> _WHAT YOU WILL DO_
What's wanted is each entry repeated verbatim, minus its images.

[Saved entries]

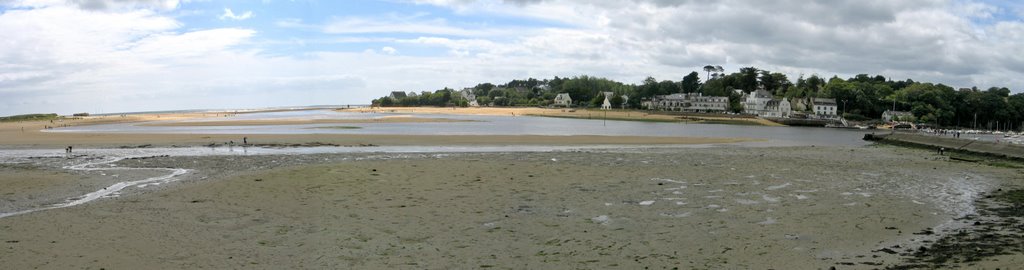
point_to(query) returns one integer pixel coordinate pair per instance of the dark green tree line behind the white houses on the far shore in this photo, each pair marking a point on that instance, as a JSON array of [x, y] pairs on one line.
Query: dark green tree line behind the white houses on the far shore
[[860, 98]]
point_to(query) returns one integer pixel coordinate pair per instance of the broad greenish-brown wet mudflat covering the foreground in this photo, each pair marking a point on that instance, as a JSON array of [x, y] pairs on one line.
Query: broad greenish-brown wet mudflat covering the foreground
[[721, 208]]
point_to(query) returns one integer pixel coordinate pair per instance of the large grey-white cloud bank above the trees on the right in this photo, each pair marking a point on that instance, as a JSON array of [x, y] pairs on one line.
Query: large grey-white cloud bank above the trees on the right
[[934, 40]]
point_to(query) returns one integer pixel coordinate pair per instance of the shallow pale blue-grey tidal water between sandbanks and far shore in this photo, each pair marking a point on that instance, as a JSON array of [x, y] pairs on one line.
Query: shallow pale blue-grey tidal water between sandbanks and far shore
[[500, 125]]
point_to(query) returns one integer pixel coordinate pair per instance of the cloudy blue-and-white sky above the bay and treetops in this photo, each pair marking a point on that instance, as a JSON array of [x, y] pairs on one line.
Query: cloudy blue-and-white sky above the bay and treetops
[[101, 57]]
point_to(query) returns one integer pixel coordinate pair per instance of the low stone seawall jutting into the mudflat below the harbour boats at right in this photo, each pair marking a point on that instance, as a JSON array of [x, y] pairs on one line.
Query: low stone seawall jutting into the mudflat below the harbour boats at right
[[1014, 152]]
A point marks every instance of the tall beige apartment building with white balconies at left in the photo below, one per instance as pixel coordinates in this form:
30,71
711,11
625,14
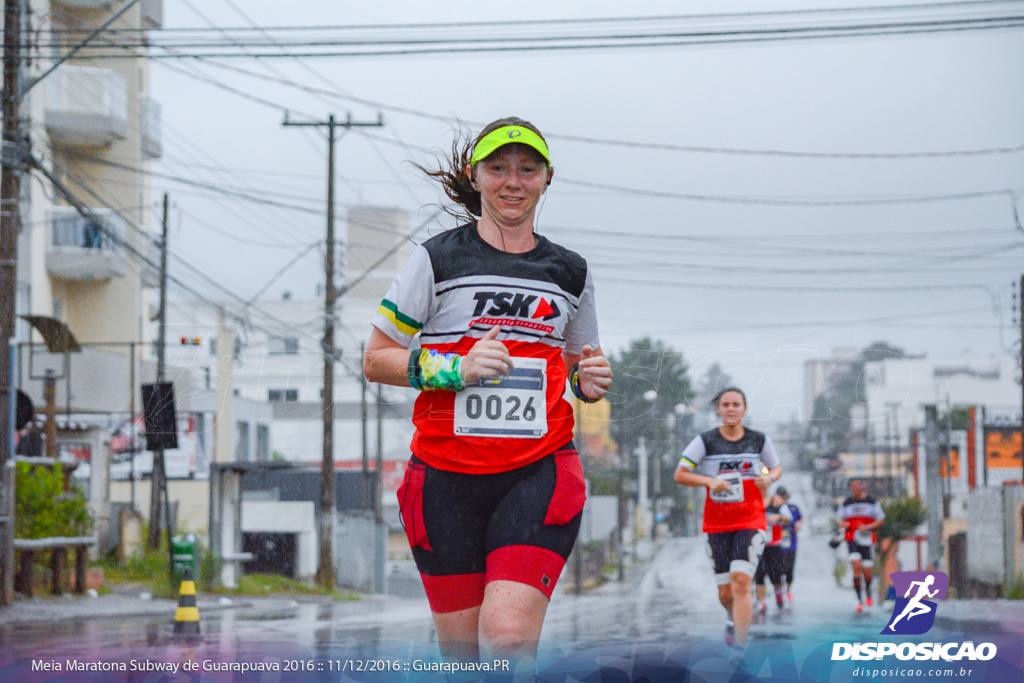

> _ANSWER SECTION_
point_to(query) returns one integer pixel coordinate pair per instance of the dark green tree line behind the white houses on the far shore in this photo, each pair marking a point on that instance, as a JSON array of [x, y] pairs on one line.
Query: dark green tree line behind the white houses on the far shore
[[860, 98]]
point_to(query) returns one integer pixel coordinate pair per instance of the broad greenish-brown wet mudflat covering the foreground in this photo, each pair marking a point on that instance, as a JSON array of [x, y] pairs on one line.
Query: broad greenish-brown wet mudflat covering the foreground
[[721, 208]]
point_to(query) returns one integer pixel coordinate pair per instance of the large grey-white cloud bank above the trees on the right in this photo, each pair marking a point on that instance, as a JSON array of [x, y] pairs on one line.
Query: large grey-white cloud bank above the trees on the right
[[934, 40]]
point_to(query) returns one integer pixel coordinate pair per instance of the shallow pale blue-grey tidal water between sandbanks and far shore in this photo, each pair marking a point on that instance, as a JSON array of [x, y] pairs on one line.
Query: shallow pale blue-grey tidal water between sandbanks and far shore
[[500, 125]]
point_to(query) returns one integer pixel coordinate pair per instance of the cloudy blue-and-white sky above the bay and treetops in this photo, each pair marking a point on that instance, as a JSON array of [x, y] pairs on one line.
Query: cloudy blue-and-white sky above the bay and treetops
[[101, 57]]
point_to(query) returns one integer pixel coordinate pair per instance of the low stone seawall jutting into the mudflat below the harbour boats at right in this photo, each pair marking a point on that instance, as a JSON array of [x, y] pairs on one line.
Query: low stone seawall jutting into the mudflat below the harbour boats at right
[[1014, 152]]
A point marks every instance of the tall beige apartment building with white balconies at left in the photo below, one per instance as pixel coordinates in this form:
30,71
711,11
625,14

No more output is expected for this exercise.